Task directions | Every record that follows must be given again exactly.
************
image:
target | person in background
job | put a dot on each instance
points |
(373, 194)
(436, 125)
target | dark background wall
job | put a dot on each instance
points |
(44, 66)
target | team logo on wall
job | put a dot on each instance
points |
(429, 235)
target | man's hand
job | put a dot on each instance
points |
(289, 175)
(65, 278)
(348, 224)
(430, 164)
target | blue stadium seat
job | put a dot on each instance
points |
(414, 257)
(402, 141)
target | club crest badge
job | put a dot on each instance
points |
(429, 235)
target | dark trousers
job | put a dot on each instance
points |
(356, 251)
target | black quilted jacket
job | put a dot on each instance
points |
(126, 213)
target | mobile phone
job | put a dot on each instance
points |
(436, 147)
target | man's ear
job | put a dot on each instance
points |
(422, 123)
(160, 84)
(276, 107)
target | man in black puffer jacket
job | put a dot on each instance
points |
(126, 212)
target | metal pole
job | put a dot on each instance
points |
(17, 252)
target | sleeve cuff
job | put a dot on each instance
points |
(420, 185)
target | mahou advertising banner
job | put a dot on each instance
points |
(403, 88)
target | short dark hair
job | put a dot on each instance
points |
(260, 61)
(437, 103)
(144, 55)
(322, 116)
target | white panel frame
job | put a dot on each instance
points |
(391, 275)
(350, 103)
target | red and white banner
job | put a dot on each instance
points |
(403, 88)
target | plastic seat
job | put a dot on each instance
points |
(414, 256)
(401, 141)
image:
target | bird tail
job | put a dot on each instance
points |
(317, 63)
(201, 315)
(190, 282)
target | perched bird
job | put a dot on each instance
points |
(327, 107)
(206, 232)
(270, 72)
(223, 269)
************
Solution for this exercise |
image:
target | person in background
job | put a dot on each instance
points |
(373, 194)
(436, 125)
target | dark background wall
job | put a dot on each instance
points |
(44, 66)
target | team logo on wall
job | put a dot on each instance
points |
(429, 235)
target | man's hand
job | put a dot on each instance
points |
(289, 175)
(65, 278)
(348, 224)
(430, 164)
target | blue stadium seat
job | put a dot on each instance
points |
(414, 257)
(402, 141)
target | club crest badge
job | put a dot on each instance
points |
(429, 235)
target | dark trousers
job | put a dot on each instance
points |
(356, 251)
target | black quilted jacket
job | put a dot on each instance
points |
(126, 213)
target | mobile phone
job | put a dot on each instance
points |
(436, 147)
target | man's ear
job | put a dot on each instance
points |
(422, 123)
(160, 84)
(276, 107)
target | man in black puffer jacket
job | put a dot on each instance
points |
(126, 212)
target | metal pole
job | put a dot on each instance
points |
(17, 252)
target | sleeve cuff
job | put a dot on each instance
points |
(420, 185)
target | mahou advertising banner
job | put a dot on each instance
points |
(403, 88)
target | short dark hair
job | put a dot on each instance
points |
(260, 61)
(437, 103)
(144, 55)
(322, 116)
target | white panel frame
job | put a dot on each instance
points |
(391, 275)
(350, 103)
target | red and white banner
job | put a dot on each instance
points |
(403, 88)
target | plastic seat
job | put a dot on each instance
points |
(414, 256)
(401, 141)
image:
target | bird tail
job | put a dot on each instance
points |
(317, 63)
(201, 315)
(190, 282)
target | perched bird
job | put a dot on each instance
points |
(327, 107)
(206, 232)
(270, 72)
(223, 269)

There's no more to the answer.